PROBLEM = Carry on the article about Dexter Coakley and youth football safety from the point where it ends.

DOCUMENT PASSAGE =

Dexter Coakley played in the National Football League for a decade, establishing a reputation as one of the best outside linebackers on the planet.

A three-time Pro Bowl pick with the Dallas Cowboys, football gave Coakley a life he could have never imagined growing up in his blue-collar neighborhood on Egypt Road in Mount Pleasant. A college education. National fame and recognition. Enough money to last a lifetime.

Despite everything that football has provided Coakley and his family over the years, he isn’t sure he wants his 7-year-old son, Zahn, following in his footsteps.

Coakley is among a growing number of parents reluctant to let their children participate in youth football because of safety concerns.

More than 2,000 former NFL players claiming they were never warned about the long-term effects of concussions have become the topic of discussion around football at all levels.

It has become such a hot-button issue that Pop Warner, the nation’s largest and oldest youth football organization with more than 300,000 participants in 44 states, issued guidelines this summer to limit contact during practices for the first time in its history.

“Zahn is not going to play tackle football until the seventh or eighth grade,” said Coakley, who lives in Dallas.

“I think he’ll learn more about the game playing flag football, learn the fundamentals of the game better, and then we’ll introduce him to tackle football. He won’t have the wear and tear on his body like most kids his age and he’ll definitely have more skill.”

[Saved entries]
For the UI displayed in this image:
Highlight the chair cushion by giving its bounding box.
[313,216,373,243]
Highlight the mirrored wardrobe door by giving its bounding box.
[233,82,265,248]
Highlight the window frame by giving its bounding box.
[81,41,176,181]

ANSWER BELOW =
Roddy White, an All-Pro wide receiver for the Atlanta Falcons from James Island, has a different view. His 6-year-old son, Sharod White Jr., is playing tackle football for the first time this fall.

“My son loves the game, he wants to play all the time, so why would I take that away from him?” White said. “I don’t want him to stop the learning the game by not playing it the way it’s supposed to be played. You learn the fundamentals of the game when you’re young, not when you’re in high school.”

And therein lies the dilemma for youth football, not only in the Lowcountry but also across the nation.

Football is far and away the most popular sport in the United States. With more and more headlines about catastrophic injuries in football and fewer and fewer parents willing to let their children play the game as a result of concussions and other serious injuries, what is the future of the sport?

Increased concussion risk

Dr. R. Morgan Stuart, a neurosurgeon at Roper St. Francis and the director of the hospital’s concussion program, said parents’ fears about head injuries in youth football are justified.

“Kids under the age of 14 are at an increased risk of sustaining concussions and having concussion-like symptoms than the adult population,” Stuart said.

Stuart said children are more at risk because their brains are still developing, their neck strength is relatively undeveloped and their heads are proportionately larger in relation to their body.

“These three factors kind of conspire against kids under 14,” Stuart said. “What we’ve seen from the research is that neck strength plays a very important role when it comes to concussions, and a child’s neck strength hasn’t developed like that of an adults.”

Research also shows that repeated blows to the head will have long-term effects.

Study after study has concluded that athletes who are subjected to repeated blows to the head will develop Chronic Traumatic Encephalopathy.

Researchers in Boston have studied the brains of deceased professional football players and found that many suffered from CTE. As blows to the head add up over a career, the basic structure of the brain is altered by a buildup of proteins.

The results can be catastrophic. CTE can lead to advanced forms of dementia and Alzheimer’s disease. Former NFL players who died in their 40s and 50s showed advanced degrees of dementia and Alzheimer’s.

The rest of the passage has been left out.